УСЛОВИЕ ЗАДАНИЯ ▸ Дословно перепишите целиком отрывок о знакомстве Ларисы Мондрус с композитором Хвойницким.

ТЕКСТ СТРАНИЦЫ ▸
-------------------------

Такой человек, к счастью, нашелся. Всех рижских композиторов условно можно было разделить на две категории: "этаблированных" то есть уже получивших определенное признание, и тех, кто еще пытался проникнуть в элитный круг. К последним принадлежал некто Хвойницкий, сочинитель средней руки, но с большими претензиями. Мондрус оказалась для него сущей находкой. Он вручил ей пачку нот с песнями, которых никто не пел, и заставил выучить под рояль: "Я хочу показать их в Рижском эстрадном оркестре". Так Лариса впервые услыхала название ансамбля, с которым - она еще не ведала того начнется ее профессиональная карьера.
Песня Хвойницкого ей откровенно не понравились, но отступать было некуда. Эти спесивые авторские амбиции под лозунгом "пой, что дают, а не то, что хочешь" сопровождали ее долго, может быть, всю творческую жизнь. Стоило ей познакомиться с каким-нибудь композитором - будь то Эдди Рознер в Москве или Ральф Зигель в Германии,- как маэстро сразу предлагал в качестве "обязаловки" образцы своего сочинительства. Но Хвойницкий в тот момент доказал и свою полезность. На очередную встречу с Мондрус он пригласил директора Рижского эстрадного оркестра Яшу Штукмейстера, человека доброго, знающего и с собачьим нюхом на новые таланты. После прослушивания Штукмейстер сказал Ларисе:
- Да, девочка, поешь ты неплохо. Даже хорошо. И если в оркестре за дирижерский пульт станет человек, которого мне хотелось бы там видеть, то оч-чень возможно, что я тебе позвоню. Надо, девочка, немного подождать.

-------------------------

ЗАПИСАННЫЕ ДАННЫЕ ▸
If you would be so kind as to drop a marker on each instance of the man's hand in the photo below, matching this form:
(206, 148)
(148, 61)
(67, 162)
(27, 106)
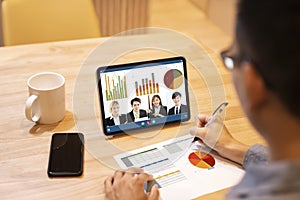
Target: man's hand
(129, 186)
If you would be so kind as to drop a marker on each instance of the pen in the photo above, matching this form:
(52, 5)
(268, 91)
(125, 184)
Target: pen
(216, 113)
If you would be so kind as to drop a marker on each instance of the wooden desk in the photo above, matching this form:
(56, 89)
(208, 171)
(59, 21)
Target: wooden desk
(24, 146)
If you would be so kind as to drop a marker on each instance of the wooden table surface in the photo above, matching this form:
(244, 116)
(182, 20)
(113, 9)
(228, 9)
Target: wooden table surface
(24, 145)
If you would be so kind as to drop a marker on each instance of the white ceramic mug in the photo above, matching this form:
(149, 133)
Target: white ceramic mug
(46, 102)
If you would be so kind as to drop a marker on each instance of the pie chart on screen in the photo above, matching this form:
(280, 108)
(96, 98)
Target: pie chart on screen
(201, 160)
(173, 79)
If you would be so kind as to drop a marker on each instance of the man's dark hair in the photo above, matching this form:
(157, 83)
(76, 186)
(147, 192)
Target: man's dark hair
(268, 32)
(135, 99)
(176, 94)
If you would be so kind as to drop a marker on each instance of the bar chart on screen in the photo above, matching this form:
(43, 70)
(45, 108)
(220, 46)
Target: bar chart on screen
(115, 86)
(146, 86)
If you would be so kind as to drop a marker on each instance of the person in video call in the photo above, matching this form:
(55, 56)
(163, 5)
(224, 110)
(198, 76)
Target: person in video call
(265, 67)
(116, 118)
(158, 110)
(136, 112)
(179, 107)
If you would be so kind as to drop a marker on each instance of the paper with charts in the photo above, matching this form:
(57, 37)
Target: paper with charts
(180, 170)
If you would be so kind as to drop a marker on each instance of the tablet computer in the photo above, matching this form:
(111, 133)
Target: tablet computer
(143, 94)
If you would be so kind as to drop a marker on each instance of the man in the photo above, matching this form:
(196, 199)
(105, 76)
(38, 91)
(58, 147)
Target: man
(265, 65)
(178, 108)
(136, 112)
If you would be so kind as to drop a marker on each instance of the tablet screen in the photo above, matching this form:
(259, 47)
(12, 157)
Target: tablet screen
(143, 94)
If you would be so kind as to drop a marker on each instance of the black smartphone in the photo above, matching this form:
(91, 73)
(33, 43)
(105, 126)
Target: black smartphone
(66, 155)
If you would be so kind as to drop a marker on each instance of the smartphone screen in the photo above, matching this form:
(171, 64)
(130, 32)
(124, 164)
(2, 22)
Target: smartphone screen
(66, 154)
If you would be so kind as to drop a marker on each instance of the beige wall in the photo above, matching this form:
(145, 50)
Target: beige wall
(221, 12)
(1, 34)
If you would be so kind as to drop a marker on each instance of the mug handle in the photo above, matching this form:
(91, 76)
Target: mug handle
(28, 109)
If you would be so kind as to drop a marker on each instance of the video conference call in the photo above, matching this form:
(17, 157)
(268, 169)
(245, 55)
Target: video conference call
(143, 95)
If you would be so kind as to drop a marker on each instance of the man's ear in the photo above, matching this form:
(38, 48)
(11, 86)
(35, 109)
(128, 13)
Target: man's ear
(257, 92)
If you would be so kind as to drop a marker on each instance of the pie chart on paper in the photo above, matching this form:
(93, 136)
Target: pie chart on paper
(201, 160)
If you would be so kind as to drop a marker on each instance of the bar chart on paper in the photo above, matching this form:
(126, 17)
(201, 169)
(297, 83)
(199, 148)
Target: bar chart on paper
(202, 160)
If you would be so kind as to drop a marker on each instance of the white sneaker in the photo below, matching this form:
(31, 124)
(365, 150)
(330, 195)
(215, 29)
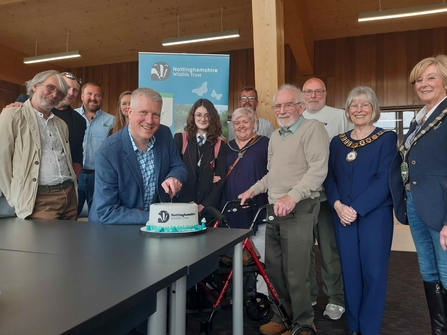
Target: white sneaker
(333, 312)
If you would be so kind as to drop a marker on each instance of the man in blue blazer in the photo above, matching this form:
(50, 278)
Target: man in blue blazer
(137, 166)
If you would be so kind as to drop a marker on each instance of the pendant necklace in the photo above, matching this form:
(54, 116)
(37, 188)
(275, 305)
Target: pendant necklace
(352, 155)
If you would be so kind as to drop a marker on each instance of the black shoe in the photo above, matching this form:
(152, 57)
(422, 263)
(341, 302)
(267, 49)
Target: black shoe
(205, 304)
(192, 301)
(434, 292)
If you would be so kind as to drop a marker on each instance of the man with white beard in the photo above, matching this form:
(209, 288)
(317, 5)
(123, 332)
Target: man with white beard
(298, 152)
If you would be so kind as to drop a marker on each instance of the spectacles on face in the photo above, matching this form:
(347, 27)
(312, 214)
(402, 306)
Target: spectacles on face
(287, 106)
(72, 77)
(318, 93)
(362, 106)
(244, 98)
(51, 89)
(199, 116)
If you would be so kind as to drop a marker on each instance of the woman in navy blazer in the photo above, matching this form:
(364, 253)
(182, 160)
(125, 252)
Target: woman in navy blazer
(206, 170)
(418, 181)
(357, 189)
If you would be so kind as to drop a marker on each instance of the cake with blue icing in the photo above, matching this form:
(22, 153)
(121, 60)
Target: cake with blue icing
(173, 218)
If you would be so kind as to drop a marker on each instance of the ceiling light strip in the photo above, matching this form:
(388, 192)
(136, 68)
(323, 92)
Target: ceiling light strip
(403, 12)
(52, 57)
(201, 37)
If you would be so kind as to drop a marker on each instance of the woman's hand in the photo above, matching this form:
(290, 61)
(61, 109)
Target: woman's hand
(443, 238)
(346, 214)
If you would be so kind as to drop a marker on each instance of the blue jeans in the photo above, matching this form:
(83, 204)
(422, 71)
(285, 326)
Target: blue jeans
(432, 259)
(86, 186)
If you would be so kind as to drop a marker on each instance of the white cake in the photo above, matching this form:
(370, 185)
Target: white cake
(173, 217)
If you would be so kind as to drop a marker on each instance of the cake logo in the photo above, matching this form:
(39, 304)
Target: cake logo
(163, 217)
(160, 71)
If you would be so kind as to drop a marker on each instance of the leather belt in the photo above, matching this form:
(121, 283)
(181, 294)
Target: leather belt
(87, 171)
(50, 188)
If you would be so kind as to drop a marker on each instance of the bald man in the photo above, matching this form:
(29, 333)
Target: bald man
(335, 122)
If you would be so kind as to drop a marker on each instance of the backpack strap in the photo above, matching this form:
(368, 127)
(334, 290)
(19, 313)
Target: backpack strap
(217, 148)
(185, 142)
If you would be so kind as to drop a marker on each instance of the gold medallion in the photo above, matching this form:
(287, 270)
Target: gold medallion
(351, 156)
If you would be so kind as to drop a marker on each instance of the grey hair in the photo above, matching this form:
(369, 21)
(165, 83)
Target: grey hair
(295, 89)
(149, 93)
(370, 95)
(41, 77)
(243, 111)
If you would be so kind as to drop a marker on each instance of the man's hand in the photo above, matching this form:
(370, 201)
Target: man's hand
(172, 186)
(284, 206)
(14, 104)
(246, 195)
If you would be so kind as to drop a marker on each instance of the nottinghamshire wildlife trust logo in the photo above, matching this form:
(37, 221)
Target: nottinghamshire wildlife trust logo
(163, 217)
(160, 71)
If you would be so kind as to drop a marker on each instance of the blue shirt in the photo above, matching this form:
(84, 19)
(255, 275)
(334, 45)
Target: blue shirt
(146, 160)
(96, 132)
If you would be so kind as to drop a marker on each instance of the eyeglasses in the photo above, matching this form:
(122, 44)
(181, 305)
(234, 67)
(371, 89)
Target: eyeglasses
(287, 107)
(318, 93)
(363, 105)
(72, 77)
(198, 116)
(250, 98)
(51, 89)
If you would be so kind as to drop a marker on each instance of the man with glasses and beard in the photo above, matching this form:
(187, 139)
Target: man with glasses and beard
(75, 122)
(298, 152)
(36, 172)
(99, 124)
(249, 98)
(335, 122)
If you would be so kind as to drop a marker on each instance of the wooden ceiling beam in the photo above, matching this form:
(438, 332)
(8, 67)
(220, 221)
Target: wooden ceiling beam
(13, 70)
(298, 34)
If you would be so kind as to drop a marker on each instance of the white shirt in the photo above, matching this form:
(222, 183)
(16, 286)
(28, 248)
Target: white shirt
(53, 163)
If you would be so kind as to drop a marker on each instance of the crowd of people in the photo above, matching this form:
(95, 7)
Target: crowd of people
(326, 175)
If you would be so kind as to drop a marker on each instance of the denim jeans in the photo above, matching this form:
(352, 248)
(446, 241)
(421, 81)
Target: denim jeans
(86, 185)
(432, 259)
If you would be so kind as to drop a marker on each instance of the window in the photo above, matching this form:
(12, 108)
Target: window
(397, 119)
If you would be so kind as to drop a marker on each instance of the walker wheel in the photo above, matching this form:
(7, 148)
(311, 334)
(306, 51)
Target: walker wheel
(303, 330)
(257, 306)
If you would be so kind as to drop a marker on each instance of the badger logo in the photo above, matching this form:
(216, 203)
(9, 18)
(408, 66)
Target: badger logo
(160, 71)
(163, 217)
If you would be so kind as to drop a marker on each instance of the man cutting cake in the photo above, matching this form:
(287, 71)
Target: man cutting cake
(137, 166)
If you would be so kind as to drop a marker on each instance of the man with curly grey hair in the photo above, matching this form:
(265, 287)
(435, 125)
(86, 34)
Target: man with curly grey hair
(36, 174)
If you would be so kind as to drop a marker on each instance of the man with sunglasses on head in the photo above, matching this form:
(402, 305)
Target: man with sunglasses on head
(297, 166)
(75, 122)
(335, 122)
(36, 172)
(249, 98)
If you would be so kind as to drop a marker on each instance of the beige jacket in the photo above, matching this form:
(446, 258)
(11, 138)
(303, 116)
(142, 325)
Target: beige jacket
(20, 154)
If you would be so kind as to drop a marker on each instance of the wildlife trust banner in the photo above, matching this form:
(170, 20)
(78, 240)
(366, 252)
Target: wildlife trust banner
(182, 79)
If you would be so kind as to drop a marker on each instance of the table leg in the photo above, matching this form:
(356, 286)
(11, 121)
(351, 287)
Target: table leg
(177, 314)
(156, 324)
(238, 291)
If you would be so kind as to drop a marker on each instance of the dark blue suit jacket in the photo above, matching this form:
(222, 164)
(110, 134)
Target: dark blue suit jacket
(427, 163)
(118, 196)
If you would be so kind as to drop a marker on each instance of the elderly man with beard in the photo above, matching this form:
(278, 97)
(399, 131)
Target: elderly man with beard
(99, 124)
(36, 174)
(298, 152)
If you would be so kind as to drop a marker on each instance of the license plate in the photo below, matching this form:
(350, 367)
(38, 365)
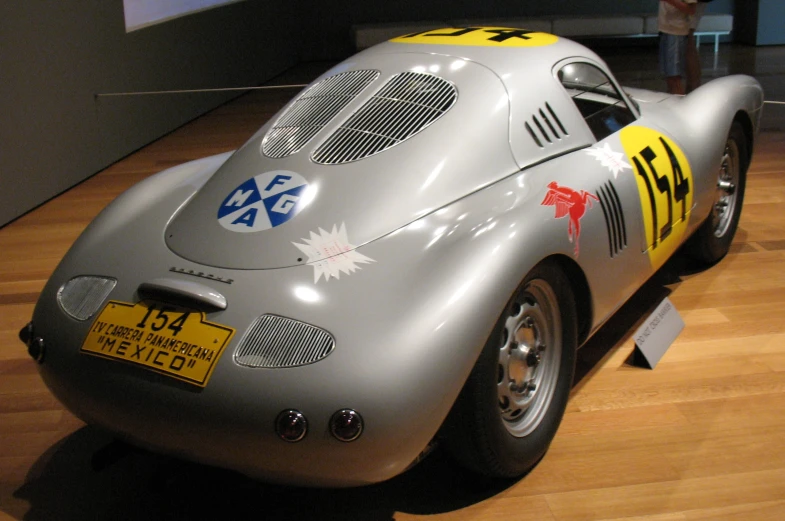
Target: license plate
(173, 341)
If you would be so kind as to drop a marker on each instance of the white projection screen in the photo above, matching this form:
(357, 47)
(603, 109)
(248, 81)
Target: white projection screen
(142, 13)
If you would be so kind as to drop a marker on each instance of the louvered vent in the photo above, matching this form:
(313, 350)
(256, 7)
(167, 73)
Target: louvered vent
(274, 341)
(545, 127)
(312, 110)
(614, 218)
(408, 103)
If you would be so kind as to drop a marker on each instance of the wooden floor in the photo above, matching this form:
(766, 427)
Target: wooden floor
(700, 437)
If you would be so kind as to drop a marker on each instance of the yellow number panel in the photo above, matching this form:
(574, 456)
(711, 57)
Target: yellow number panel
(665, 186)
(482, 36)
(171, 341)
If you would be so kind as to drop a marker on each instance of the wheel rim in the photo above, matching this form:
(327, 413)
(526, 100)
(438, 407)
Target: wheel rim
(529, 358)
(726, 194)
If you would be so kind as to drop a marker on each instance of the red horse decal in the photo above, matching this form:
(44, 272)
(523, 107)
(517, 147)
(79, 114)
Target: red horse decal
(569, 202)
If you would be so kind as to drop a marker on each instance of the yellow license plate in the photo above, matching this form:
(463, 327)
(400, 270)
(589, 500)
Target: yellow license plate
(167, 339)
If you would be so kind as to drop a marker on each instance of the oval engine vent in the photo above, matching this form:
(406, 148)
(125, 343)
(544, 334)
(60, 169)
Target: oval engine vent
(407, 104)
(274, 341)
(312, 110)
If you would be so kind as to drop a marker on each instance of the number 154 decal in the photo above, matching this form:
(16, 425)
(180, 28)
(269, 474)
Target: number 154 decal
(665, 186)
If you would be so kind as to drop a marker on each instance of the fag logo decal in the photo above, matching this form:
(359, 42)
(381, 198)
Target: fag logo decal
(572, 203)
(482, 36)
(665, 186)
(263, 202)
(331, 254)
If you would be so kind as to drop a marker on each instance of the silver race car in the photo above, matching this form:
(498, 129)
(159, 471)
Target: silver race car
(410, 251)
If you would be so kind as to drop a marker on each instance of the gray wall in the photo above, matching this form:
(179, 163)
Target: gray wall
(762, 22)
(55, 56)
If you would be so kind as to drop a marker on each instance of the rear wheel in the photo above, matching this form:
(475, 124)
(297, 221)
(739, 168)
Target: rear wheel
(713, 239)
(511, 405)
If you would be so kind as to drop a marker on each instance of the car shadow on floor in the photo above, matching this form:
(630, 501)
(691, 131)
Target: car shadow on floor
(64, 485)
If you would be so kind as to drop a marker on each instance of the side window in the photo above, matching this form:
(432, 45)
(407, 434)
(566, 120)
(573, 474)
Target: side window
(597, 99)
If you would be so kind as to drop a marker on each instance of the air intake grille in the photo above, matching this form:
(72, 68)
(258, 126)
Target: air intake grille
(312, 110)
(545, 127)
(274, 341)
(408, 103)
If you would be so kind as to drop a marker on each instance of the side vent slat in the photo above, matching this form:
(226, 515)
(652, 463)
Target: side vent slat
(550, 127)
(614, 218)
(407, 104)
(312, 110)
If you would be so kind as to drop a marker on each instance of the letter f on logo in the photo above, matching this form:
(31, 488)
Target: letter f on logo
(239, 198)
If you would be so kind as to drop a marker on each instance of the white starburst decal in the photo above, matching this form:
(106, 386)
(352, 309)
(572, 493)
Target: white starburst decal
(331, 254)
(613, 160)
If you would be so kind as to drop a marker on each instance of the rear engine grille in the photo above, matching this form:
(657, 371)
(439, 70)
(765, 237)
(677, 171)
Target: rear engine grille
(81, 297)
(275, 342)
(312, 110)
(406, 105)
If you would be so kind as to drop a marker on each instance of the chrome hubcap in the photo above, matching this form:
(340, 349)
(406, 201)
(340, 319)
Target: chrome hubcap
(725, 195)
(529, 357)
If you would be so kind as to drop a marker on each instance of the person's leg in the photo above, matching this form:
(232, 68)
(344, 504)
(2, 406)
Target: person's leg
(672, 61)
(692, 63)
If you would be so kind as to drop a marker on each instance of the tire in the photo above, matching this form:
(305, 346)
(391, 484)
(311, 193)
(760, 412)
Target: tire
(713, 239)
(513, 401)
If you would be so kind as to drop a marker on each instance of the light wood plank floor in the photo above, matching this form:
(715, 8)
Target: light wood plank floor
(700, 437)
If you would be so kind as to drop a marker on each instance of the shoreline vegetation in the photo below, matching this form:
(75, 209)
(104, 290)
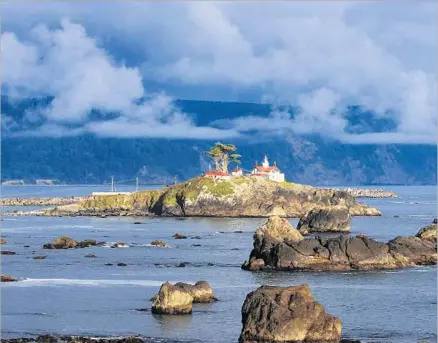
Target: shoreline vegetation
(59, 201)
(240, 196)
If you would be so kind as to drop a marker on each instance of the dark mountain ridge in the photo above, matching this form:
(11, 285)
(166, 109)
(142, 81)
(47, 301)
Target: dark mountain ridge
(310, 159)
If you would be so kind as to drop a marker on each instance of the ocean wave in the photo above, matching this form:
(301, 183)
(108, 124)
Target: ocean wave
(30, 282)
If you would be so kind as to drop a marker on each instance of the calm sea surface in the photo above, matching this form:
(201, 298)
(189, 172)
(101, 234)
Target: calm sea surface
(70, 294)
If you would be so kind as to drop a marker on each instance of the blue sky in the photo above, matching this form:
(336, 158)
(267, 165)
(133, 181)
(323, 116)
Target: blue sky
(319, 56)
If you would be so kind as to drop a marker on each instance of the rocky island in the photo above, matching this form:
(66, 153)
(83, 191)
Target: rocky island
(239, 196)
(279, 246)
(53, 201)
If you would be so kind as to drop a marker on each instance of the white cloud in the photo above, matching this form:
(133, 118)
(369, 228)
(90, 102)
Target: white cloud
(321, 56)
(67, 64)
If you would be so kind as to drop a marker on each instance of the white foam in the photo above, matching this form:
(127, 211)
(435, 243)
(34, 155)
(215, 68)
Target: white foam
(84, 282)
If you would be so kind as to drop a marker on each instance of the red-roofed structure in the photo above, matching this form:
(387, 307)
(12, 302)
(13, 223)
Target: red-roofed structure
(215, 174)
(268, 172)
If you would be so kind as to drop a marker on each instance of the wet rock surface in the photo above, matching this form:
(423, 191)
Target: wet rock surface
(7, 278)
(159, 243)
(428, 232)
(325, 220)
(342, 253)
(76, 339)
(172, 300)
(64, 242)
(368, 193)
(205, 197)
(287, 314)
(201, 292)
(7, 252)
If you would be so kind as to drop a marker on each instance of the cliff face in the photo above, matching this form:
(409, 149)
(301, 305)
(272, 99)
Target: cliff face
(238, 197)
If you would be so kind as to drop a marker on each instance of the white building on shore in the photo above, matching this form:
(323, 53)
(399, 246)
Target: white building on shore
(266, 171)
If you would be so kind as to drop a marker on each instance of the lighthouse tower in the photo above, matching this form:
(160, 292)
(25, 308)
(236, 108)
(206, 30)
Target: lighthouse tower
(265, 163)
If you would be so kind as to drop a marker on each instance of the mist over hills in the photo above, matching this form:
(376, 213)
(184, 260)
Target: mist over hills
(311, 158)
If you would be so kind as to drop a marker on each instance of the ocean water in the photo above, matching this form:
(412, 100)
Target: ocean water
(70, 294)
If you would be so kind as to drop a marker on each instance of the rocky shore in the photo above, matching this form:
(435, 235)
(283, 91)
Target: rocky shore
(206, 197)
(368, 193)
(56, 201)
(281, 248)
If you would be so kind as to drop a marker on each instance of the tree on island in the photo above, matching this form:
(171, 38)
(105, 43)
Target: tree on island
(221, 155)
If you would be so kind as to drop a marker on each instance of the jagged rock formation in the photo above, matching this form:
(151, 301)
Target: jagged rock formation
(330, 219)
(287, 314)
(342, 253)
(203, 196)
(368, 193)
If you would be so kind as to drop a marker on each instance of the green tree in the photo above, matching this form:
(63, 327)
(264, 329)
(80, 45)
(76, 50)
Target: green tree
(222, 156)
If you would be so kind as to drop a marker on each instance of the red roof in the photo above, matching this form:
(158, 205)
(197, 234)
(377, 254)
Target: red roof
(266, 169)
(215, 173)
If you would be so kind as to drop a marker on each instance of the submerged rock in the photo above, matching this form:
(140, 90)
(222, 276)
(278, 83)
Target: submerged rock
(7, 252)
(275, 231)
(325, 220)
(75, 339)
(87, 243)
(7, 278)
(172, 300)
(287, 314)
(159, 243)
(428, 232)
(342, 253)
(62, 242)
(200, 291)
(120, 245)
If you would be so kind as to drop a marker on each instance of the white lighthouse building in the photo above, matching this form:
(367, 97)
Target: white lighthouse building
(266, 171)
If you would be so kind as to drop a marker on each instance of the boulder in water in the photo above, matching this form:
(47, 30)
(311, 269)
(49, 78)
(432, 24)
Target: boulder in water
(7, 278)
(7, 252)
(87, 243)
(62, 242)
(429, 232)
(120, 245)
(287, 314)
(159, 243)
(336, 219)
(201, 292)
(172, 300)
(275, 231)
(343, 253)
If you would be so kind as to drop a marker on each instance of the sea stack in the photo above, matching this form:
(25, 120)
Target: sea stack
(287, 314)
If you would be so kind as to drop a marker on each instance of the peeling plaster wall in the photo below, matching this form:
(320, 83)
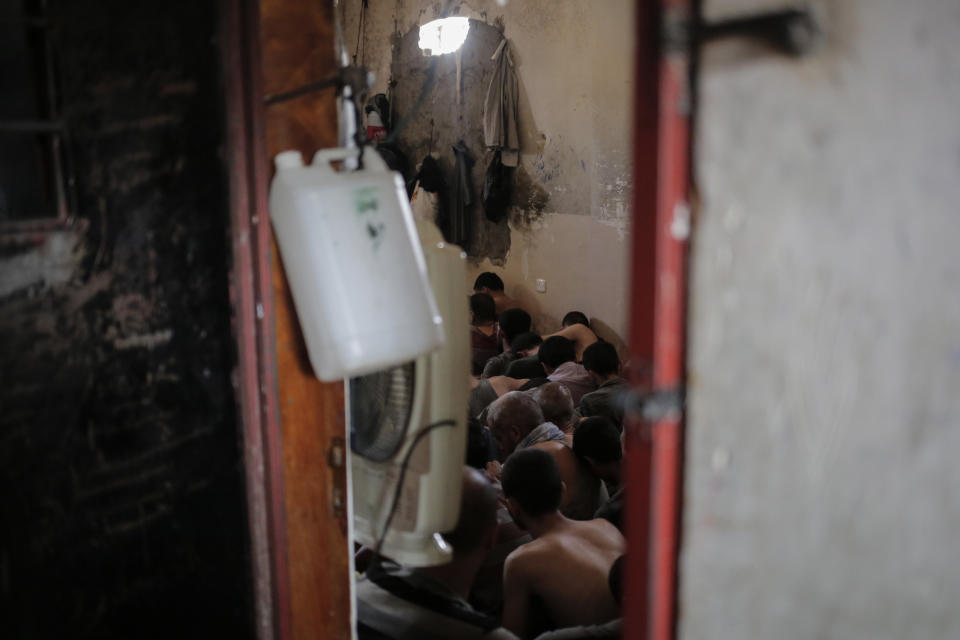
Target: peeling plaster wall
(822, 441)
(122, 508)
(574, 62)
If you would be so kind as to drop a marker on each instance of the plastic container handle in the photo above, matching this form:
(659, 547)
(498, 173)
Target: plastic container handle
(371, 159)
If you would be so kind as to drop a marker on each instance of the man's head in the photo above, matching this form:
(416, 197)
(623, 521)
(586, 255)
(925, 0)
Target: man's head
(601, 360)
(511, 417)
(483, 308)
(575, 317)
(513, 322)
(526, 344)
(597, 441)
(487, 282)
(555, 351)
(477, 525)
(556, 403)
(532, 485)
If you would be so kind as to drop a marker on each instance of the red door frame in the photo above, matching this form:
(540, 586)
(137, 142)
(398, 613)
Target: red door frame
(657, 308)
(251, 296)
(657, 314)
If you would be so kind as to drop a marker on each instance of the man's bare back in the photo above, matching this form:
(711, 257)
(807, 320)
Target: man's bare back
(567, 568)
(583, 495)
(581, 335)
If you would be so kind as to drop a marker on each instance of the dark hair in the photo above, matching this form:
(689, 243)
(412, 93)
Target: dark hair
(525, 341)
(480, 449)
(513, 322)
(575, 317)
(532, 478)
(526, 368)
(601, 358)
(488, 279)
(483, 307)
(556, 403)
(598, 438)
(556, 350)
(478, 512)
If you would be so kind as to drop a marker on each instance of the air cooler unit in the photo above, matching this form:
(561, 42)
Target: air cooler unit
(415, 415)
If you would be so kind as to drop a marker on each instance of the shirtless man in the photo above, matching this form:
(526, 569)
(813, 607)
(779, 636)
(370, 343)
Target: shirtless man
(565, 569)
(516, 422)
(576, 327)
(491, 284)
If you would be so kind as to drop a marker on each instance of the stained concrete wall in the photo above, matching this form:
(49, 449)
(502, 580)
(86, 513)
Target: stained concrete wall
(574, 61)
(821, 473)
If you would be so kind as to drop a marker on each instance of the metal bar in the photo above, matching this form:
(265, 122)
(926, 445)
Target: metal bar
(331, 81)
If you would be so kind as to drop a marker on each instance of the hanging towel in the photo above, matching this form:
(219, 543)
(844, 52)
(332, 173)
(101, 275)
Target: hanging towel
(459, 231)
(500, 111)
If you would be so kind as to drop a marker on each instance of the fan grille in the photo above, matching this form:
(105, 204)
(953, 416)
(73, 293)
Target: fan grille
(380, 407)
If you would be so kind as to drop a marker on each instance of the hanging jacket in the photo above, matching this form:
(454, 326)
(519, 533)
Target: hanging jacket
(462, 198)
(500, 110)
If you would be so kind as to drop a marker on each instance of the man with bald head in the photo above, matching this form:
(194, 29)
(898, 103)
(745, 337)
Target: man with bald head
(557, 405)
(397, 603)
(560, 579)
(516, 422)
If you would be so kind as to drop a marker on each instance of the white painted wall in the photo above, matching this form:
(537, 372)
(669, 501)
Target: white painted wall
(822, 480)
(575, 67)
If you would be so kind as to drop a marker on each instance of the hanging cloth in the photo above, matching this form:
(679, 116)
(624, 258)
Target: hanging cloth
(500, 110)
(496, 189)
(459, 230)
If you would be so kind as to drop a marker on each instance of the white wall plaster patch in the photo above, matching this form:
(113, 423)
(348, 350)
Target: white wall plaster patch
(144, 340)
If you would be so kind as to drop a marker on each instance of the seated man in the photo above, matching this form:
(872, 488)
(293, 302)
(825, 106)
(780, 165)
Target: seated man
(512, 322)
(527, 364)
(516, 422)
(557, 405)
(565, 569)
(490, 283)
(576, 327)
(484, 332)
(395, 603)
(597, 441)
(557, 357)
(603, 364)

-------------------------

ПИСЬМЕННЫЙ ОТВЕТ ▸
Такой человек, к счастью, нашелся. Всех рижских композиторов условно можно было разделить на две категории: "этаблированных" то есть уже получивших определенное признание, и тех, кто еще пытался проникнуть в элитный круг. К последним принадлежал некто Хвойницкий, сочинитель средней руки, но с большими претензиями. Мондрус оказалась для него сущей находкой. Он вручил ей пачку нот с песнями, которых никто не пел, и заставил выучить под рояль: "Я хочу показать их в Рижском эстрадном оркестре". Так Лариса впервые услыхала название ансамбля, с которым - она еще не ведала того начнется ее профессиональная карьера.
Песня Хвойницкого ей откровенно не понравились, но отступать было некуда. Эти спесивые авторские амбиции под лозунгом "пой, что дают, а не то, что хочешь" сопровождали ее долго, может быть, всю творческую жизнь. Стоило ей познакомиться с каким-нибудь композитором - будь то Эдди Рознер в Москве или Ральф Зигель в Германии,- как маэстро сразу предлагал в качестве "обязаловки" образцы своего сочинительства. Но Хвойницкий в тот момент доказал и свою полезность. На очередную встречу с Мондрус он пригласил директора Рижского эстрадного оркестра Яшу Штукмейстера, человека доброго, знающего и с собачьим нюхом на новые таланты. После прослушивания Штукмейстер сказал Ларисе:
- Да, девочка, поешь ты неплохо. Даже хорошо. И если в оркестре за дирижерский пульт станет человек, которого мне хотелось бы там видеть, то оч-чень возможно, что я тебе позвоню. Надо, девочка, немного подождать.